2. If you take a free app that was doing well, add features to make it worth paying for and then switch it to PAID, the users who got it free will get an update notification, but then App World says the app is "not available". Users end up requesting support, or just hating the developer and App World.
03-20-2011 03:12 PM
With respect, that is a fairly obvious response. I know I get pretty upset if someone charges me for something I originally enjoyed for free.
I'd suggest redeploying the app prior to the upgrade as a free app, with a prompt to buy a new pay version.
Then take your upgraded version and deploy as a new app ("xxxx Plus" or similar) and make that Try and Buy.
When the trial expires you revert the app to the reduced feature set.
For the moment seeing that it's free to deploy, it wouldn't even cost you anything.
03-20-2011 03:50 PM
I disagree with br14.
Deploying an app as free and then charging for it sometime after the initial launch is a legitimate marketing practice. Get people hooked 1st and if they really like it then they'll want to buy the latest version. Giving your app for free is a great way to build an audience and reputation quickly. Once you have done this, you may not wish to offer your app for free anymore.
You could offer your app as a trial, but unless the trial is built into the app/SDK then having your customer download a separate paid-for application is cumbersome. Plus a separate paid-app has its own reputation and it's much better to have one app.
In any case, where you agree with br14 or me is not the point. There should be fixes for the issues that mlamagra brings up in the original post.
03-20-2011 04:21 PM
But if you believe giving people a free app is a great way to get them hooked, why would you stop using the marketing technique by charging for the app?
Might as well give away for free a limited version and also generate sales from a pay version. That way you get to continue the marketing approach continuously.
And I speak from experience. I had a lot of negative response when people thought I made my free version into a trial version (when the trial expired it became the free app again). People thought the app was no longer free and my inbox filled rapidly. There's too much competition to annoy people, not to mention the waste of time responding to avoidable emails.
I know if you start charging me for something I originally got for free without a major improvement in feature or service, I will head over to the competition. But if you give me something for free and link to your pay offering, I might just check it out.
Since I took the mutiple app approach with a free app linking to a try and buy app my sales have doubled.
As for getting App World fixed. May I suggest you haven't been developing for BlackBerry long? It may be legitimate marketing practise but this kind of problem has plagued App World since it was first launched. If only it was the only issue. I'm currently issuing download links and product keys every day because of Try and Buy issues. (Basically once you deploy an app with a particular pay type and license type it's best not to change it because there always seem to be problems!!).

_Records provided_.
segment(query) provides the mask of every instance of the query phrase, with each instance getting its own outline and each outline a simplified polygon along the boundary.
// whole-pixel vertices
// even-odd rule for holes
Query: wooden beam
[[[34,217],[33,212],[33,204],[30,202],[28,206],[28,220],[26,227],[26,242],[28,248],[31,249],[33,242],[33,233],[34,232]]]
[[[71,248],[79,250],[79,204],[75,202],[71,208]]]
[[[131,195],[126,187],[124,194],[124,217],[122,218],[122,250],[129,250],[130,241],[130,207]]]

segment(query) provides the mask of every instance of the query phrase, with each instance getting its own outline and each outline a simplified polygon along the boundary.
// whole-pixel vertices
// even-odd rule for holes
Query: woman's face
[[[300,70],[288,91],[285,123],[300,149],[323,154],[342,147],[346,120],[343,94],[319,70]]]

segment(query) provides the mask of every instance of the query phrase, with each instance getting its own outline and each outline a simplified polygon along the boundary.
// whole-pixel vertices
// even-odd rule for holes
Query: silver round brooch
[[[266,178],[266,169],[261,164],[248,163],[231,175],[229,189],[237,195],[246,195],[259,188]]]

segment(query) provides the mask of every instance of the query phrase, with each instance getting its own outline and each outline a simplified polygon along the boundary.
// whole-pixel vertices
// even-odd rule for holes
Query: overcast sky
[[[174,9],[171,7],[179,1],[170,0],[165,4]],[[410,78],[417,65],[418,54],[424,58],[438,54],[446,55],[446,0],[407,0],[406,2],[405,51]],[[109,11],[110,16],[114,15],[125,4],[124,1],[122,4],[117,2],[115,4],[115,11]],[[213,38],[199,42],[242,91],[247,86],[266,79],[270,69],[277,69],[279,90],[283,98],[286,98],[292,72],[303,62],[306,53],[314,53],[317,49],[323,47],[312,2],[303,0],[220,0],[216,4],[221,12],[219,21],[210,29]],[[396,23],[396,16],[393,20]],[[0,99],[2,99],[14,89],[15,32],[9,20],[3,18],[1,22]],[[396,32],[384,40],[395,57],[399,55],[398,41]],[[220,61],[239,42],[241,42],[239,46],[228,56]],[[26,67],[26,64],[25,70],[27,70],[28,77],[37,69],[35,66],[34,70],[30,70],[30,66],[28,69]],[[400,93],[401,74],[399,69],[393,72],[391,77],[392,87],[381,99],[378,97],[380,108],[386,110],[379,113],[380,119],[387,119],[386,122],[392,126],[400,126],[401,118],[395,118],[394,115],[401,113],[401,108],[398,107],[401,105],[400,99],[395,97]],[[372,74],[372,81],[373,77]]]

_Written request 1_.
Answer these questions about the App World forum thread:
(a) What does App World say about an app after a free app is switched to paid and users get an update notification?
(b) What happened to sales after the multiple-app approach was taken?
(c) What is one writer issuing every day because of Try and Buy issues?
_Written request 2_.
Could you repeat the App World forum thread between "You could offer" and "for the app?", inclusive, but switch "reputation" to "standing"?
The lines have no connection to the text.

_Full response 1_.
(a) It says the app is "not available".
(b) They doubled.
(c) Download links and product keys.

_Full response 2_.
You could offer your app as a trial, but unless the trial is built into the app/SDK then having your customer download a separate paid-for application is cumbersome. Plus a separate paid-app has its own standing and it's much better to have one app.
In any case, where you agree with br14 or me is not the point. There should be fixes for the issues that mlamagra brings up in the original post.
03-20-2011 04:21 PM
But if you believe giving people a free app is a great way to get them hooked, why would you stop using the marketing technique by charging for the app?